Which lines below contain the word "target" (case counts)? Identify them by copying each such line in full.

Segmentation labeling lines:
+ + +

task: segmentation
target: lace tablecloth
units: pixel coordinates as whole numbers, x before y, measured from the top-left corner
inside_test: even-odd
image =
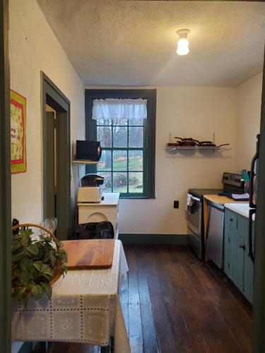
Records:
[[[52,286],[52,297],[13,302],[13,341],[64,341],[107,346],[114,337],[115,353],[130,352],[119,299],[119,284],[128,271],[122,244],[115,240],[112,267],[70,270]]]

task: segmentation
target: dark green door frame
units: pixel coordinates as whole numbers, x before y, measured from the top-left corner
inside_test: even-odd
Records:
[[[71,217],[71,143],[70,143],[70,101],[64,93],[43,73],[42,80],[42,118],[43,146],[43,217],[49,216],[47,189],[49,169],[46,146],[47,126],[46,104],[56,111],[57,116],[57,237],[66,239],[71,234],[73,216]]]
[[[249,124],[251,124],[251,117],[249,117]],[[265,352],[265,51],[261,95],[258,191],[255,221],[253,352],[254,353],[264,353]]]
[[[0,0],[0,351],[9,352],[11,297],[11,191],[8,1]]]

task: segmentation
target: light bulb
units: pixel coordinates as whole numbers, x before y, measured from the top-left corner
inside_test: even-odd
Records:
[[[189,52],[189,40],[187,38],[180,38],[177,41],[177,54],[187,55]]]
[[[179,30],[177,32],[179,37],[179,39],[177,41],[177,47],[176,52],[179,55],[187,55],[189,52],[189,43],[187,38],[189,32],[189,30]]]

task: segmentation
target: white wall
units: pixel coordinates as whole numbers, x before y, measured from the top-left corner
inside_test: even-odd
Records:
[[[12,217],[39,222],[42,215],[40,71],[71,101],[71,139],[84,138],[84,86],[35,0],[9,0],[11,88],[27,98],[27,172],[12,175]],[[71,181],[72,203],[75,202]]]
[[[120,233],[186,234],[187,189],[220,188],[223,172],[235,172],[235,88],[158,87],[156,119],[156,198],[122,200]],[[170,132],[204,140],[215,132],[216,142],[232,149],[208,157],[170,156],[164,150]],[[179,201],[178,210],[174,200]]]
[[[262,73],[237,89],[237,159],[238,172],[249,169],[260,131]]]

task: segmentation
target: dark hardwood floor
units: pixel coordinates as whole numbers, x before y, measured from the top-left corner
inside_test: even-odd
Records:
[[[223,273],[186,246],[124,246],[129,268],[120,289],[132,353],[250,352],[252,309]],[[51,353],[98,353],[53,343]]]

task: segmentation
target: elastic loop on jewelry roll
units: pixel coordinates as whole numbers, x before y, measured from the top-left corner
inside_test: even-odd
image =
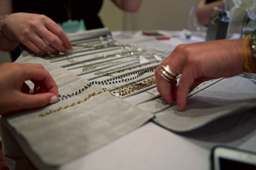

+ + +

**In response**
target: lace tablecloth
target: dark green door frame
target: light bulb
target: white wall
target: dark hardwood floor
target: elastic loop on jewelry roll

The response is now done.